(Entries from a data source)
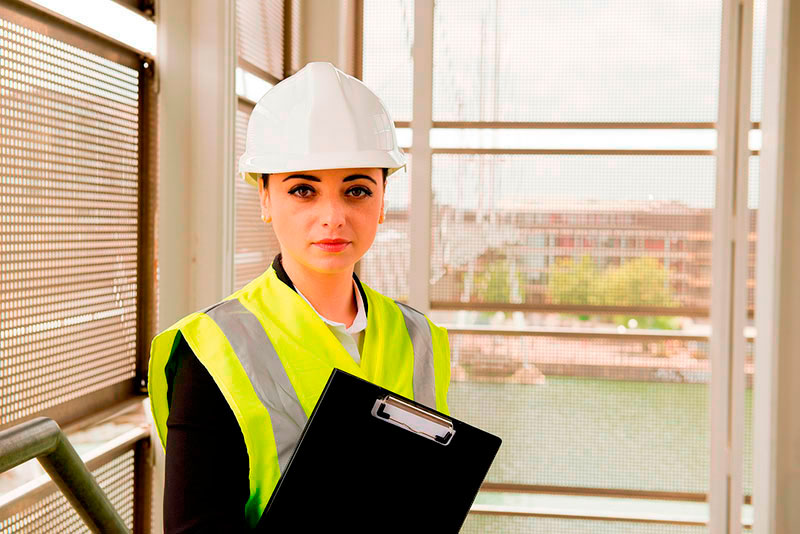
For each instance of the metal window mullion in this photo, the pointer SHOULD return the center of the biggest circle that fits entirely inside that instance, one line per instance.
(729, 263)
(421, 188)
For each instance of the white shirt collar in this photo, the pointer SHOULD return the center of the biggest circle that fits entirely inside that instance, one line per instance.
(359, 323)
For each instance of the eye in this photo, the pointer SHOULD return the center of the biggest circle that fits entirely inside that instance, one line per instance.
(301, 191)
(359, 192)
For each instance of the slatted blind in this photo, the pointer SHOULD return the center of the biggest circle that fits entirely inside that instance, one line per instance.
(69, 231)
(255, 242)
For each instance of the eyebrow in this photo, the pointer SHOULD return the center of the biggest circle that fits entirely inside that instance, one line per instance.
(315, 179)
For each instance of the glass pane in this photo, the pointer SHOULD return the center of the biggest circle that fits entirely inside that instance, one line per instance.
(586, 61)
(573, 230)
(385, 265)
(387, 63)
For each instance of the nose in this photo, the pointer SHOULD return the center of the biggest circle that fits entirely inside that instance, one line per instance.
(332, 212)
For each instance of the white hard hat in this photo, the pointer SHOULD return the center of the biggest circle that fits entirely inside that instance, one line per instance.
(319, 118)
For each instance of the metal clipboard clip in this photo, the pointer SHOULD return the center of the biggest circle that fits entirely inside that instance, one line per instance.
(418, 420)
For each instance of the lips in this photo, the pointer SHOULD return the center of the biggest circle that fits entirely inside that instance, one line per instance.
(332, 245)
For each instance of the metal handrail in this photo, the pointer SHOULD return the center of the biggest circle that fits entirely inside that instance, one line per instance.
(43, 439)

**Task prompt**
Render every line of the entries above as a JSON list of strings, one string per line, and skip any blank lines. Leave out the pictures.

**Solution to this exercise**
[
  "For each instance of the metal window mullion in this photo, the pointer SHOULD return the center of the biggest circle that fits entirely inside that instance, one line per instance.",
  "(729, 263)",
  "(421, 188)",
  "For each instance of the white shirt collar in this photo, the pointer SHOULD return the center of the biggest circle that fits entirely inside that instance, one line per instance.",
  "(359, 323)",
  "For each instance of the eye in this photo, the pointer SHOULD return the center of the biggest circle that fits entirely inside that instance, one line per instance.",
  "(301, 191)",
  "(359, 192)",
  "For each instance of the slatted blind in this photo, the pointer SHOULD return the center of the biggest circle that fits entirely inside that instance, one line per instance.",
  "(69, 231)",
  "(255, 242)",
  "For each instance of the eyebrow in this photo, the pointer SHOULD return the center of the biggest circle that fits entirely inside that instance, one line per instance.",
  "(315, 179)",
  "For each instance of the glass pane in this photo, the pointer SHOULD return the center of the biggest circle that fits entirely inside that instance, one line per instance.",
  "(586, 61)",
  "(573, 230)",
  "(385, 265)",
  "(387, 63)",
  "For each instance of the nose in this photo, the pointer SHOULD return the center of the biggest circle that fits entirely inside that instance, one line per instance.",
  "(332, 212)",
  "For each instance of the white hard hat in this photo, the pointer SHOULD return the center of the biggest circle that fits entirely inside that instance, one line per instance.",
  "(319, 118)",
  "For each instance of the metal clipboard clip in this photo, the pointer SHOULD return the center of the biggest circle that fits entirely inside that instance, one line per instance.",
  "(418, 420)",
  "For each instance of the lips in this photo, the pointer SHOULD return the center of the biggest circle that fits entirely inside that instance, one line per instance.",
  "(332, 245)",
  "For each instance of the metal handrail in this photo, the pointer SHOULD return the center of the biggest circle that fits entirely inside that instance, one line per instance.",
  "(43, 439)"
]